▶ **SUPPLIED RECORDS**
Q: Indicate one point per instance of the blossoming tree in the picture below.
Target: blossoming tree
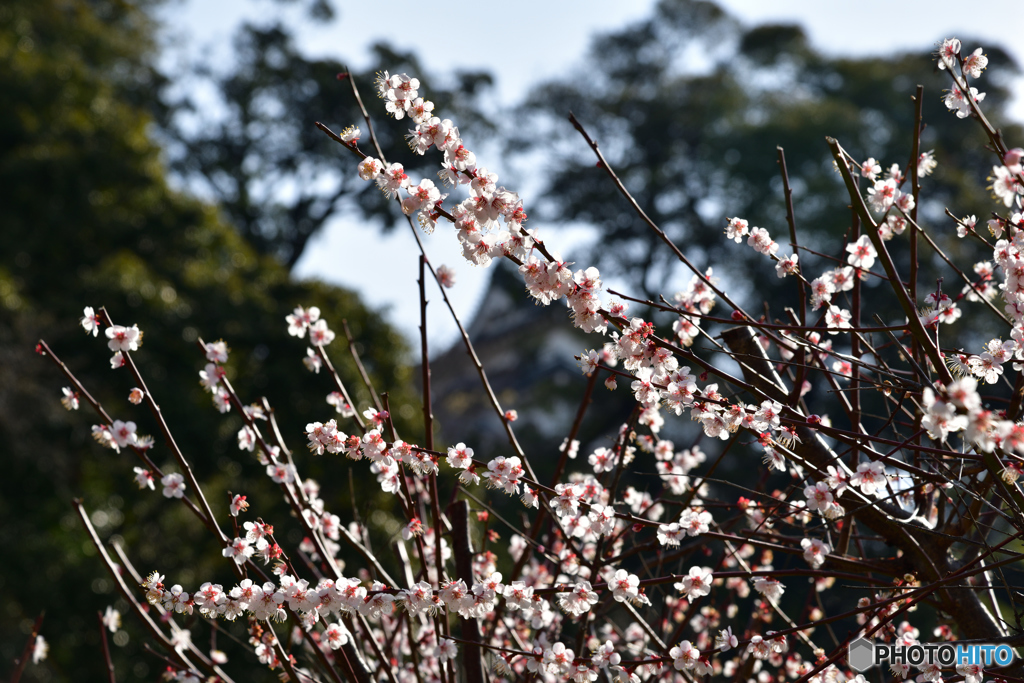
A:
(897, 519)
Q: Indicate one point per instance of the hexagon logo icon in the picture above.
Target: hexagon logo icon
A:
(860, 654)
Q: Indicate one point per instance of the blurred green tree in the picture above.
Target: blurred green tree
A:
(689, 105)
(89, 219)
(258, 154)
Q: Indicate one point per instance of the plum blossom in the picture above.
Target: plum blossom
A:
(695, 584)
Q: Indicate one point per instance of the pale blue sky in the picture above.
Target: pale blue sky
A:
(523, 43)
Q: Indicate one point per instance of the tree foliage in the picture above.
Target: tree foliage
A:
(273, 173)
(689, 104)
(89, 219)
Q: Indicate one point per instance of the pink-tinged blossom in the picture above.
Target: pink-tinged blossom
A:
(862, 254)
(815, 551)
(770, 588)
(320, 334)
(460, 456)
(837, 319)
(955, 100)
(123, 433)
(737, 229)
(883, 195)
(239, 504)
(123, 339)
(947, 53)
(762, 242)
(819, 498)
(70, 398)
(625, 587)
(695, 584)
(90, 322)
(787, 266)
(370, 168)
(143, 478)
(974, 63)
(869, 477)
(217, 351)
(445, 276)
(300, 319)
(580, 600)
(684, 655)
(725, 641)
(392, 178)
(336, 636)
(1005, 185)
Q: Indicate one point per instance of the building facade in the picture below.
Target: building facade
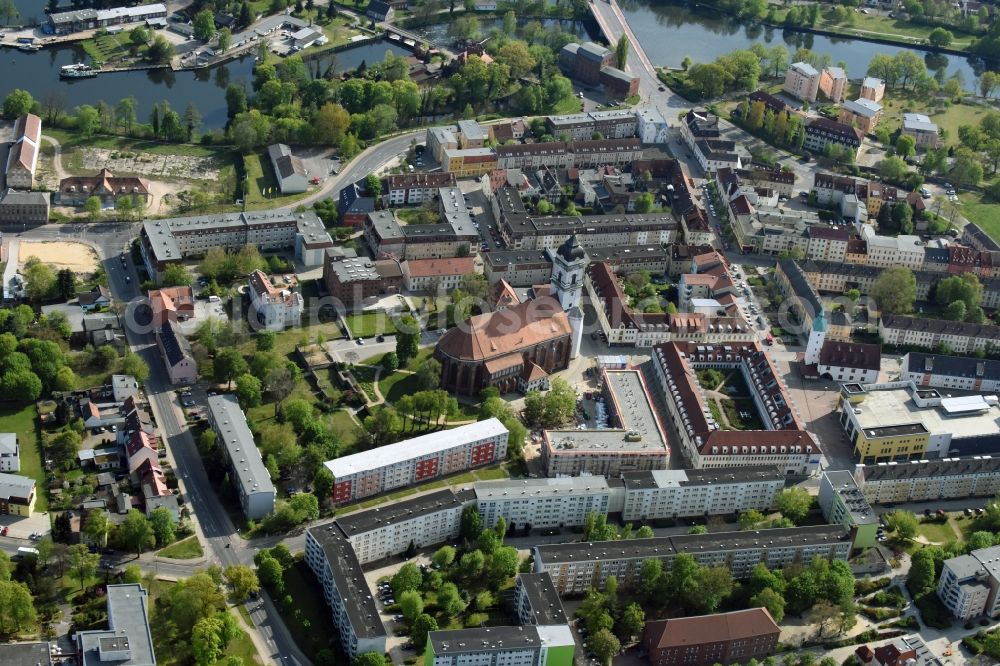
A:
(417, 459)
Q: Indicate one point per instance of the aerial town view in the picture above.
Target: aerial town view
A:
(500, 333)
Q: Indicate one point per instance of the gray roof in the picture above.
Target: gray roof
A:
(484, 639)
(701, 477)
(953, 366)
(240, 447)
(592, 51)
(15, 485)
(25, 654)
(635, 413)
(800, 285)
(128, 629)
(546, 606)
(930, 468)
(397, 512)
(471, 130)
(350, 581)
(693, 543)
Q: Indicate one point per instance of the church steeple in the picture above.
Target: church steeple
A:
(569, 262)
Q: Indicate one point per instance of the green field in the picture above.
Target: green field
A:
(186, 549)
(984, 212)
(22, 420)
(368, 324)
(939, 533)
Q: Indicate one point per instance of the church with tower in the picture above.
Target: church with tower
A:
(521, 343)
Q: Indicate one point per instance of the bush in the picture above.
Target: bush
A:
(932, 612)
(864, 586)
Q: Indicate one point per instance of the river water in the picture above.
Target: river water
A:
(668, 32)
(38, 73)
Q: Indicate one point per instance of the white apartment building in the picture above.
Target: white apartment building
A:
(424, 521)
(418, 459)
(969, 583)
(886, 251)
(652, 128)
(558, 502)
(683, 493)
(929, 480)
(246, 468)
(273, 307)
(960, 337)
(952, 372)
(575, 567)
(10, 454)
(336, 567)
(802, 81)
(501, 646)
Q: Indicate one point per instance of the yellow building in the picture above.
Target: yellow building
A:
(469, 163)
(17, 495)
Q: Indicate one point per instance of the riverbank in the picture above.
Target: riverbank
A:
(891, 32)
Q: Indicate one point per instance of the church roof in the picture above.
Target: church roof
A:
(495, 334)
(571, 250)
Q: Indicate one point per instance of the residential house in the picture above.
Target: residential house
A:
(98, 297)
(175, 350)
(802, 81)
(10, 453)
(289, 171)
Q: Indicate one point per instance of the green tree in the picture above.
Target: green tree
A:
(903, 523)
(772, 601)
(82, 563)
(407, 339)
(163, 525)
(423, 625)
(940, 37)
(228, 364)
(204, 25)
(444, 556)
(17, 103)
(604, 645)
(242, 582)
(248, 391)
(906, 146)
(411, 605)
(895, 290)
(794, 504)
(17, 607)
(134, 533)
(96, 527)
(407, 578)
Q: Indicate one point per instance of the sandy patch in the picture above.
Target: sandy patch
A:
(77, 257)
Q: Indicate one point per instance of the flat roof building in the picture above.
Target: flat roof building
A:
(418, 459)
(633, 441)
(246, 468)
(332, 560)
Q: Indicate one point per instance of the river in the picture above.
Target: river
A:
(38, 73)
(668, 32)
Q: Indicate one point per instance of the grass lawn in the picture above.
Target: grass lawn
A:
(940, 533)
(263, 189)
(398, 384)
(984, 212)
(957, 115)
(21, 419)
(347, 429)
(186, 549)
(368, 324)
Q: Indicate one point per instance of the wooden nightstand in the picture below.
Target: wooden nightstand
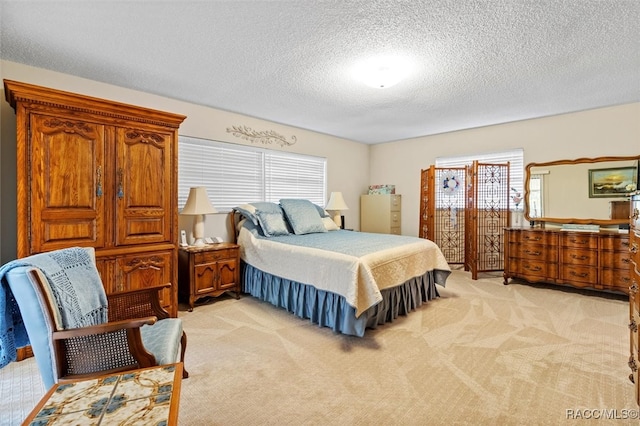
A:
(208, 271)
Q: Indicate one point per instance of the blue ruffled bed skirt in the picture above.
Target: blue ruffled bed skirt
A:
(331, 310)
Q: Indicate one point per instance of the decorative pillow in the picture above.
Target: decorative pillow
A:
(330, 224)
(322, 211)
(303, 216)
(272, 224)
(248, 211)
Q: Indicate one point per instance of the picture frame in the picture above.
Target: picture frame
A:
(612, 182)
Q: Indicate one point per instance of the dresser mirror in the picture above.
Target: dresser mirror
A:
(581, 191)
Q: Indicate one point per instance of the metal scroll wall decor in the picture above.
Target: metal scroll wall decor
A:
(265, 137)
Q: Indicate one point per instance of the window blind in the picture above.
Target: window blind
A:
(237, 174)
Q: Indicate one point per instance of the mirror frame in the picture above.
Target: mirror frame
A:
(570, 219)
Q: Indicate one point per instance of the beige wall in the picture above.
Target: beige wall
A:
(601, 132)
(351, 166)
(347, 161)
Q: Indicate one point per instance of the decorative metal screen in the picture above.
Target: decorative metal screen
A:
(464, 211)
(442, 218)
(487, 216)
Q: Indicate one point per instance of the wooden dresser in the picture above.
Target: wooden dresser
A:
(97, 173)
(381, 213)
(634, 295)
(594, 260)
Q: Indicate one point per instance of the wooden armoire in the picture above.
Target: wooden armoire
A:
(97, 173)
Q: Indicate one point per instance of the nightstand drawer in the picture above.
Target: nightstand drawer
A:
(208, 271)
(212, 256)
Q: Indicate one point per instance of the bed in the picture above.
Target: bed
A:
(295, 257)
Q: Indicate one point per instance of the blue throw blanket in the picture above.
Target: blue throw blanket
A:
(76, 288)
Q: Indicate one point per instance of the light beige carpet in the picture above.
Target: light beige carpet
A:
(483, 353)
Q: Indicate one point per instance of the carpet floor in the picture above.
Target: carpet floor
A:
(482, 353)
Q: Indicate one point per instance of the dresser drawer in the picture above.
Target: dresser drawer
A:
(579, 274)
(635, 211)
(534, 252)
(616, 279)
(579, 240)
(395, 203)
(538, 269)
(579, 257)
(395, 218)
(615, 243)
(545, 238)
(634, 249)
(618, 259)
(212, 256)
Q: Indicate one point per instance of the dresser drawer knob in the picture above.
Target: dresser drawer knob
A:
(576, 257)
(579, 275)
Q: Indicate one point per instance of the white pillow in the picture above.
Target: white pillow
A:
(330, 224)
(303, 216)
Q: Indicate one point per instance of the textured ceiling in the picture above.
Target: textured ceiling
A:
(472, 62)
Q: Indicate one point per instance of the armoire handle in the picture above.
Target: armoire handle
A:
(99, 182)
(120, 183)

▶ **DESCRIPTION OF THE TASK**
Starting with the line that contains "Q: Indicate one point per instance of the beige", repeat each line through the last one exactly as it appears. Include both ends and nothing more.

▶ **CORRECT OUTPUT**
Q: Indicate one point per instance of the beige wall in the picture above.
Target: beige wall
A:
(601, 132)
(351, 166)
(347, 161)
Q: Indicate one point per instance of the decorative metal screen in the picture above.
Target: decorative metal screen
A:
(464, 211)
(442, 218)
(487, 216)
Q: Indicate one point per instance of the wooden dresser in the picture above.
Target: wooden dresser
A:
(97, 173)
(381, 213)
(634, 295)
(594, 260)
Q: Indicate one point per instance of the wooden armoire in the picture above.
Target: wooden armoire
A:
(97, 173)
Q: Indicate one point per instance of the nightstand drawer in the picture above.
Target: nightstand drawer
A:
(208, 271)
(212, 256)
Q: Indicate one point per instance of the bed in the picture above.
Target: bed
A:
(295, 257)
Q: Indicate one point per instance of the blue throw blanket in the picture above.
Target: blue throw blanket
A:
(76, 288)
Q: Indicate one point per instance of the light beige carpet in the picture above.
Target: light beige carpet
A:
(483, 353)
Q: Indicate one point per instance of the carpet floor in the picture above.
Target: carpet floor
A:
(482, 353)
Q: Indicate one point per instance of the dresser drawer in the picture above.
Target: dresser drawer
A:
(579, 274)
(635, 211)
(534, 252)
(616, 279)
(579, 240)
(395, 203)
(538, 269)
(579, 257)
(395, 218)
(615, 243)
(545, 238)
(634, 249)
(618, 259)
(212, 256)
Q: Indicate one point per instance of the dresser drawer knob in the picture above.
Target: dresser drawer knob
A:
(576, 257)
(579, 275)
Q: Indicate one point per instance of the white pillow in the picture above.
Target: white pillow
A:
(330, 224)
(303, 216)
Q: Indicate one point per instance of the textured ceiling in the picture above.
Target: textured ceiling
A:
(472, 62)
Q: Indicate one point per instance of the armoire handle in the picture above.
Target: armoire handle
A:
(99, 182)
(120, 183)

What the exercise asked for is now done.